▸ DOCUMENT SECTION:
↓
- At least 65.5% of employers have allow their employees change their workstations to their home
- Only 21 per cent said their work falls in the essential services category meaning the staff must be present at work.
Trust issues between workers and their bosses and lack of supervision are among worries that managers expressed as the hiccup in the implementation of remote working.
"There is mistrust in some employers. Some supervisors, perhaps because they feel they must be in control or don't trust their workers, are uncomfortable having employees work offsite," the survey titled The COVID-19 pandemic and the Kenyan workplace" conducted by human resources consulting firm Corporate Staffing Services revealed.
However, in spite of such teething problems, nearly three quarters of the employers said they would like to entrench the work-from-home culture in their organizations once the novel Coronavirus pandemic is over.
The presidential directive in March 15 urging employers to allow their employees change their workstations to their home environments to help curb spread of the global pandemic has been implemented by over half of employers, with 65.5 per cent having obeyed the order according to the survey findings, as the public health situation in the country faces a never seen before challenge.
"Whichever way you look at it, Conavirus has disrupted the workplace," adds Corporate Staffing Services managing partner Perminus Wainaina.
The survey which involved total of 1,830 employees and 258 employers from various sectors in the country revealed that employers never prepared their staff for such an eventuality, hence employees lack the right training and capacity to fulfill their duties effectively.
↑
▸ STUDY MATERIAL:
↓
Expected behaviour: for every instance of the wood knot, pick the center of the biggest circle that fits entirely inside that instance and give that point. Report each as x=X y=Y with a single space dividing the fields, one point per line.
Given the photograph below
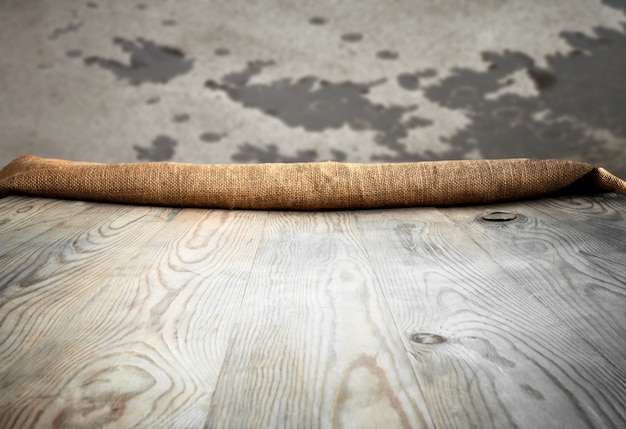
x=426 y=338
x=499 y=216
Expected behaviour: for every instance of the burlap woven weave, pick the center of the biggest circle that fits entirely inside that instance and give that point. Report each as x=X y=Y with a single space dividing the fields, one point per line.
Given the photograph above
x=304 y=186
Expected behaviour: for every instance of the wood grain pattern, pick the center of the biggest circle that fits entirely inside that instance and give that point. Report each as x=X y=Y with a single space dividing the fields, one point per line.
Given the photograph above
x=117 y=323
x=533 y=325
x=124 y=316
x=315 y=346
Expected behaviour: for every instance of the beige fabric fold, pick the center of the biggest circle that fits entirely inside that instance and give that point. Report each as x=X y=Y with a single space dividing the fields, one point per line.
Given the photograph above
x=304 y=186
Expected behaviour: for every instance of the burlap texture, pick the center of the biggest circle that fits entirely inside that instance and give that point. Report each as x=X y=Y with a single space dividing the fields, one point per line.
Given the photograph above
x=304 y=186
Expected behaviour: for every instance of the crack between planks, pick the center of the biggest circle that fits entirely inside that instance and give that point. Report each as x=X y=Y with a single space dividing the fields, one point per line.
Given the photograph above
x=387 y=309
x=239 y=307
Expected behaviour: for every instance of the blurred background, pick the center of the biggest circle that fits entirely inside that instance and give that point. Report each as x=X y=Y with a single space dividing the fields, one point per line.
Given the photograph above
x=286 y=81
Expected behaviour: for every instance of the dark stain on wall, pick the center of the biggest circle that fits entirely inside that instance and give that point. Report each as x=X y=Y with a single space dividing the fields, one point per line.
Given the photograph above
x=162 y=149
x=318 y=20
x=74 y=53
x=578 y=92
x=387 y=55
x=249 y=153
x=60 y=31
x=181 y=117
x=149 y=62
x=210 y=137
x=317 y=105
x=352 y=37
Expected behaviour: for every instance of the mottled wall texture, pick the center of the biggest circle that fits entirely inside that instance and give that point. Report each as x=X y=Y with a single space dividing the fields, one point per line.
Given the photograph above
x=287 y=81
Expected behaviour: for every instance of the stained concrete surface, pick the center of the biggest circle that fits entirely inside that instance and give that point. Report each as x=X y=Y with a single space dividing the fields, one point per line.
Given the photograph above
x=275 y=81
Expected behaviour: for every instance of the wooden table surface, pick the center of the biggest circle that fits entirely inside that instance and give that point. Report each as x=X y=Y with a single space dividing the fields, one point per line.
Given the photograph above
x=124 y=316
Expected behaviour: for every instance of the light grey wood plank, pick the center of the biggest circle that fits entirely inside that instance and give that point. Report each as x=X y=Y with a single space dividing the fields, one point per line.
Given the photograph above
x=26 y=217
x=315 y=345
x=125 y=319
x=511 y=324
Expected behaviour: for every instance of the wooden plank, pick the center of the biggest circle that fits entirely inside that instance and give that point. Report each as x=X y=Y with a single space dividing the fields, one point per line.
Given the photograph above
x=315 y=346
x=510 y=324
x=28 y=217
x=126 y=320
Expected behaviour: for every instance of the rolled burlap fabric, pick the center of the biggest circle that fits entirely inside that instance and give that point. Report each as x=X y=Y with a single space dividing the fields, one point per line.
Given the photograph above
x=304 y=186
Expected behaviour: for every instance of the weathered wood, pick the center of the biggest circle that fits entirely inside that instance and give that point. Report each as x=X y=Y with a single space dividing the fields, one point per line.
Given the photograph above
x=315 y=345
x=126 y=316
x=516 y=323
x=119 y=323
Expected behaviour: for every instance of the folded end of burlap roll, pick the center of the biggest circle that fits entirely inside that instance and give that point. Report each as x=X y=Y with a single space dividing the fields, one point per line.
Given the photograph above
x=305 y=186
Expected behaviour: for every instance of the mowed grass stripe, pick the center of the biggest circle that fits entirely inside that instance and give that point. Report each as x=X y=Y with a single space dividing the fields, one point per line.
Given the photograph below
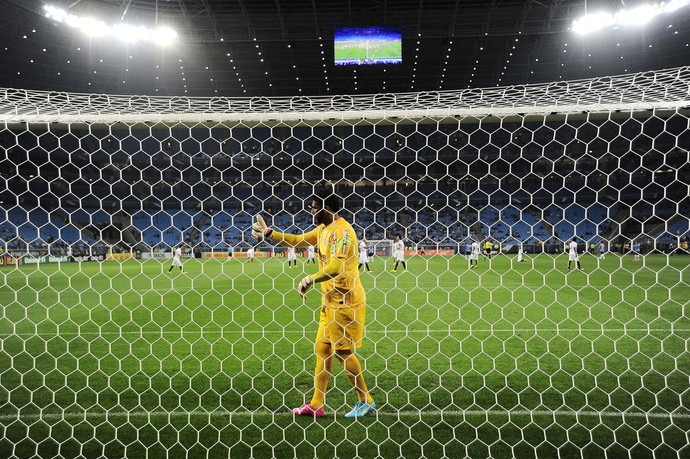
x=510 y=339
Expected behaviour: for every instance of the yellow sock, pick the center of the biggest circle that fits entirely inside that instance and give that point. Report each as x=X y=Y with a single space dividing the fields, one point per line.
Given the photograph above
x=322 y=373
x=353 y=370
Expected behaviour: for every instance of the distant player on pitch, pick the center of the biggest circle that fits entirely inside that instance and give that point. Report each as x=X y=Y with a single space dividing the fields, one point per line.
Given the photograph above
x=521 y=253
x=311 y=258
x=177 y=259
x=363 y=255
x=399 y=253
x=602 y=250
x=292 y=257
x=572 y=254
x=343 y=300
x=475 y=250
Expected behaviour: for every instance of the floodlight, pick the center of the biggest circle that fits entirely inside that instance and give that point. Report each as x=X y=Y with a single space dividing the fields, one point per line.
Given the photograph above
x=593 y=23
x=627 y=17
x=124 y=32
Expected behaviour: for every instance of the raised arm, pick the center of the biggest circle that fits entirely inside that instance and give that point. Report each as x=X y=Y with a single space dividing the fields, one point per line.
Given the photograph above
x=260 y=230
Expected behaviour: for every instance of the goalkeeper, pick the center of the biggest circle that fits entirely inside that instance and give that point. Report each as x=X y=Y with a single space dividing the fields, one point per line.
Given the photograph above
x=343 y=301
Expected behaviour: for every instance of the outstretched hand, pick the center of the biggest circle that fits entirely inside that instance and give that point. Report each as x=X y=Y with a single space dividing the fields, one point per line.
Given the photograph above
x=260 y=228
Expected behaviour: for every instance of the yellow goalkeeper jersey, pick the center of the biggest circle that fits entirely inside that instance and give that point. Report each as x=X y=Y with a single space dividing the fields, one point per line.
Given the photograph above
x=335 y=240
↑
▸ WORK INSTRUCTIONS: Pick up the piece on the Kenyan survey of remote work during COVID-19 and continue it from its final sentence.

▸ ANSWER TO THE PROBLEM:
Employers also felt that there is less supervision when a staff has to work off-site, giving leeway to poorly done work, which in effect would mean repeating the task and wasting time while at it.
They also felt that the staff are less productive while working at home. Of those who have not implemented the president's order, 68 per cent indicated that lack of supervision structures left them no option than to require their employees to physically show up at work.
Only 21 per cent said their work falls in the essential services category meaning the staff must be present at work.
According to Wainaina, the secret lies in continual training of both employees and employers to ensure a smooth transition to remote working.
"There is need for proper training not only on the technical but also skills such as discipline. There's also need to ensure that there is infrastructure to support the employee," he said.
Many businesses have no business continuity plan, a strategy that gives direction to a company or business on its work processes in the event of some unforeseen calamity.
The survey found out that only a fifth of the respondents had such a plan, at 21.4 per cent or 69 of the respondents.